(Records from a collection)
BEGIN

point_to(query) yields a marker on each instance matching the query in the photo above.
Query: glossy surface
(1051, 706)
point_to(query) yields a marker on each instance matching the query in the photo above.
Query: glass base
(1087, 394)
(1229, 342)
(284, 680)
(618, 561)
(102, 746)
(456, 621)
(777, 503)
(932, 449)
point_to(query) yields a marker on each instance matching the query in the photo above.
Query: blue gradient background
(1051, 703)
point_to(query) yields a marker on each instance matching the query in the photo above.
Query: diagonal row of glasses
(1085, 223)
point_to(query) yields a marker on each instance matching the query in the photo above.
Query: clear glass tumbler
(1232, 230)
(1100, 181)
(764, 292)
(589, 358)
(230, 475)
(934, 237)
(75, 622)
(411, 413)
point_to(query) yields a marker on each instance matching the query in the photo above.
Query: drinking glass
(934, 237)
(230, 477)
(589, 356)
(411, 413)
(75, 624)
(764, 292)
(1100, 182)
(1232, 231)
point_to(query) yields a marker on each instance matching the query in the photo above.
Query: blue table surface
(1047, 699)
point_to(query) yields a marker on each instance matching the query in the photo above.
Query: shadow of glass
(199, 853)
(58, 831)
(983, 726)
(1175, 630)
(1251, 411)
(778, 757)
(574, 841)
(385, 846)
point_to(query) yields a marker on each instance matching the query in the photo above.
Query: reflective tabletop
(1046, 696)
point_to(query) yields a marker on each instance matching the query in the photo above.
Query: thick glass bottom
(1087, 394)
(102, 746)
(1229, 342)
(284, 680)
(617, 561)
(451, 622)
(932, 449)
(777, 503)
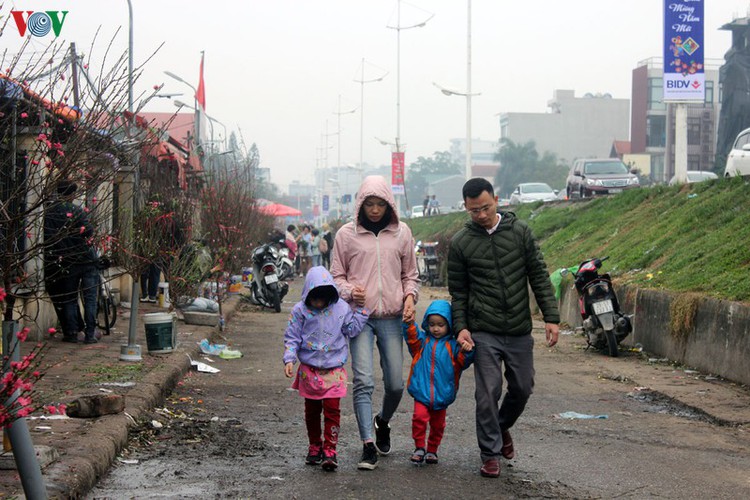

END

Work order: Every entry belongs in the answer exactly as written, but no picture does.

Response for this exercise:
point_to(query) yields a marker on each instance matching the query in the photo above.
Query: glossy surface
(1051, 706)
point_to(query) yields a marker on each instance matching the query in the photo above.
Query: glass base
(1087, 394)
(1229, 342)
(284, 680)
(618, 561)
(102, 746)
(456, 621)
(777, 503)
(932, 449)
point_to(query) yields a marker on each instance matching the query in the photo above.
Query: blue gradient background
(1051, 703)
point_to(query) yields a marker on each instance matching the query in the photo above.
Query: diagonal row of glasses
(1085, 223)
point_to(query) yields a marker on each instance matching the query in the photo above.
Query: clear glass tumbler
(1232, 230)
(1100, 181)
(764, 292)
(589, 358)
(230, 475)
(934, 237)
(75, 622)
(411, 413)
point_to(query) yields a marker on each instance matching the query in the photo above.
Query: drinking glass
(934, 237)
(230, 477)
(589, 356)
(411, 413)
(75, 624)
(764, 292)
(1100, 182)
(1232, 231)
point_to(query) yields a marker on each instance matching the query in the photo above.
Query: blue table surface
(1047, 699)
point_to(query) yields a marker on each instance matching the query in the photo above.
Query: shadow of glass
(199, 853)
(58, 831)
(983, 726)
(1175, 630)
(1251, 411)
(778, 757)
(574, 841)
(385, 846)
point_to(query) yields a marker on each instance matching the query in the photo above.
Query: reflective tabletop
(1046, 696)
point_to(query) yields a marker on each instance matching the query in the photo above.
Query: thick glass bottom
(1087, 394)
(102, 746)
(1229, 342)
(284, 680)
(617, 561)
(451, 622)
(932, 449)
(777, 503)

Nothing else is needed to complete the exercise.